Region labeling items
........

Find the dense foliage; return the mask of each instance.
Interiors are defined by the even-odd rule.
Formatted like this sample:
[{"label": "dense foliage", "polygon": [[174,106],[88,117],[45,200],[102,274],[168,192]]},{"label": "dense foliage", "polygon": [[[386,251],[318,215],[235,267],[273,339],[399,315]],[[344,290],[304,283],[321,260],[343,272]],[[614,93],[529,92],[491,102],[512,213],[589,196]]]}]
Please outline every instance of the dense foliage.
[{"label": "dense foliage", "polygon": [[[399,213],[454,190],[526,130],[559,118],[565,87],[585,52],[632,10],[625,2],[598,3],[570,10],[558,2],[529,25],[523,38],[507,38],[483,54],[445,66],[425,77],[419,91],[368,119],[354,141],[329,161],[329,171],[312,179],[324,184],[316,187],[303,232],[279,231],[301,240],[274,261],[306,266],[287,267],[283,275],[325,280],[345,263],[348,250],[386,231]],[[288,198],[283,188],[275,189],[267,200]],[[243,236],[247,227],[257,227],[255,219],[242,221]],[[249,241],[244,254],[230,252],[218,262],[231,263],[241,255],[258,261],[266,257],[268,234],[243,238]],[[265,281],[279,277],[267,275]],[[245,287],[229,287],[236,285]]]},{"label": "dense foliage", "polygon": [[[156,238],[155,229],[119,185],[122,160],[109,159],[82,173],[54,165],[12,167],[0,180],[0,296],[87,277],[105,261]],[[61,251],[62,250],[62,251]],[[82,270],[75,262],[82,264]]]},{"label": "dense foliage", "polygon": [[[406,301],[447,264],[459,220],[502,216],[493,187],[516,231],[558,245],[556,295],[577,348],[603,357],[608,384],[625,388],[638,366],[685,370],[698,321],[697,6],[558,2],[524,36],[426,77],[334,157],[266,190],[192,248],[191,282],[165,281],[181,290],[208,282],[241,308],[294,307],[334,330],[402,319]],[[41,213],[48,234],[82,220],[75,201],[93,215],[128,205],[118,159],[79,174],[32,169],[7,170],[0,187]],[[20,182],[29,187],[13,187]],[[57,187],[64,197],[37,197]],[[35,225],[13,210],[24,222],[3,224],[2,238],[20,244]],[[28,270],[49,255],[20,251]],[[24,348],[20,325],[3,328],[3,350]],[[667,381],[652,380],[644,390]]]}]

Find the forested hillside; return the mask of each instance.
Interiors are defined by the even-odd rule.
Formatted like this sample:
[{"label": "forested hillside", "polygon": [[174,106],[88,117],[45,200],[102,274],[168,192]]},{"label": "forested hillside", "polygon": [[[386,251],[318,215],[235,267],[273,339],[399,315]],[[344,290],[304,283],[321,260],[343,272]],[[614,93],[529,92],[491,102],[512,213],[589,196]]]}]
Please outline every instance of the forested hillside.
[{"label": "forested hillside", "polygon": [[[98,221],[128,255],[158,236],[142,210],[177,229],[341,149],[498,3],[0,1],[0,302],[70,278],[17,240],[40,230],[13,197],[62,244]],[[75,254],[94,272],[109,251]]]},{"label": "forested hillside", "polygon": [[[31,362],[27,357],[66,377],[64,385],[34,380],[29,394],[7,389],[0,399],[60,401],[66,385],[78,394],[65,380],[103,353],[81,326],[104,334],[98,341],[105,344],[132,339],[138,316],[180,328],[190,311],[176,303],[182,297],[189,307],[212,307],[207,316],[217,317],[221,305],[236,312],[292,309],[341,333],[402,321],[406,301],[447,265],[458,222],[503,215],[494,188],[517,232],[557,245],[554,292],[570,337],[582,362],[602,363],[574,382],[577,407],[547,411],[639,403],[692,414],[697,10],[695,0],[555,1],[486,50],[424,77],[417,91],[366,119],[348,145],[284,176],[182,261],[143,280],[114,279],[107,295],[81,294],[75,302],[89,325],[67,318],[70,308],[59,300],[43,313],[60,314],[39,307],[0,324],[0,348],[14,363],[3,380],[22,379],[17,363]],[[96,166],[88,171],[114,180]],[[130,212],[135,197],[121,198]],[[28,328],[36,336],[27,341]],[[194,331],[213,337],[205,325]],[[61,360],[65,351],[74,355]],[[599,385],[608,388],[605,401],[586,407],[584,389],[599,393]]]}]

........

[Problem description] Rewrite the records above with "trace" substituted for every occurrence of "outline", leaving everything else unchanged.

[Solution for this task]
Find the dense foliage; return the mask of each instance.
Interiors are defined by the even-odd rule.
Formatted like this sample:
[{"label": "dense foliage", "polygon": [[174,106],[88,117],[45,200],[102,274],[168,192]]},{"label": "dense foliage", "polygon": [[[386,251],[318,215],[235,267],[273,339],[399,315]],[[344,290],[304,283],[321,260],[343,272]],[[614,93],[529,92],[491,102],[512,213],[589,196]]]}]
Please trace every instance of the dense foliage.
[{"label": "dense foliage", "polygon": [[[399,213],[454,190],[526,130],[559,118],[565,87],[585,52],[632,10],[625,2],[598,3],[570,10],[558,2],[529,25],[523,38],[507,38],[483,54],[445,66],[425,77],[419,91],[368,119],[354,141],[329,161],[329,171],[312,179],[324,184],[316,187],[303,232],[279,231],[301,240],[274,261],[306,266],[287,267],[283,275],[325,280],[345,263],[348,250],[386,231]],[[288,198],[283,188],[275,189],[267,200]],[[243,236],[247,227],[257,227],[255,219],[242,221]],[[249,241],[244,254],[230,252],[218,262],[231,263],[241,255],[258,261],[266,257],[268,234],[243,238]],[[265,281],[279,277],[267,275]],[[245,287],[229,287],[236,285]]]},{"label": "dense foliage", "polygon": [[[156,238],[155,229],[119,185],[122,160],[109,159],[82,173],[54,165],[12,167],[0,180],[0,296],[87,277],[105,261]],[[61,251],[62,250],[62,251]],[[82,270],[75,262],[82,264]]]},{"label": "dense foliage", "polygon": [[[406,301],[447,264],[459,220],[502,216],[493,187],[516,231],[558,245],[556,295],[577,348],[603,357],[608,384],[625,388],[638,366],[685,370],[698,321],[697,6],[558,2],[524,36],[426,77],[334,157],[266,190],[192,248],[191,282],[165,281],[181,290],[208,282],[241,308],[294,307],[334,330],[402,319]],[[41,213],[48,234],[82,220],[75,201],[93,215],[128,205],[118,159],[79,174],[32,169],[7,170],[0,187]],[[20,182],[29,187],[13,187]],[[57,187],[64,197],[37,197]],[[35,225],[13,210],[24,222],[3,224],[2,238],[20,244]],[[28,270],[49,255],[20,251]],[[24,348],[20,325],[3,328],[3,350]],[[667,381],[652,380],[644,390]]]}]

Find the forested hillside; return the mask of each instance.
Interiors are defined by the even-odd rule.
Formatted like this sample:
[{"label": "forested hillside", "polygon": [[174,106],[88,117],[45,200],[102,274],[168,192]]},{"label": "forested hillside", "polygon": [[[386,251],[318,215],[235,267],[273,339],[399,315]],[[344,290],[304,283],[321,260],[343,272]],[[614,93],[529,92],[491,102],[512,213],[589,196]]]}]
Please trace every instance of the forested hillside.
[{"label": "forested hillside", "polygon": [[[98,221],[128,255],[158,236],[142,210],[177,229],[341,149],[498,3],[0,1],[0,302],[70,278],[17,240],[40,230],[13,197],[62,244]],[[75,254],[94,272],[109,251]]]},{"label": "forested hillside", "polygon": [[[31,362],[27,357],[66,377],[64,385],[34,380],[29,394],[7,389],[0,399],[60,401],[66,385],[78,394],[65,380],[103,353],[81,326],[104,334],[98,341],[105,344],[132,339],[138,316],[180,328],[190,311],[176,303],[182,297],[189,307],[212,307],[207,316],[217,317],[221,305],[236,312],[292,309],[341,333],[402,321],[406,301],[447,265],[458,222],[503,215],[494,188],[517,232],[557,245],[554,292],[570,337],[582,362],[602,363],[574,382],[577,407],[547,411],[639,403],[692,414],[697,10],[695,0],[555,1],[486,50],[424,77],[417,91],[366,119],[348,145],[284,176],[182,261],[143,280],[114,279],[107,295],[81,294],[75,302],[89,325],[67,318],[70,308],[59,300],[43,313],[60,314],[39,307],[0,324],[0,348],[14,363],[3,380],[22,379],[17,363]],[[96,166],[88,171],[114,180]],[[130,212],[135,197],[121,198]],[[28,328],[36,336],[27,341]],[[194,331],[213,337],[205,325]],[[61,360],[65,351],[74,355]],[[599,385],[608,388],[605,401],[586,407],[584,389],[599,393]]]}]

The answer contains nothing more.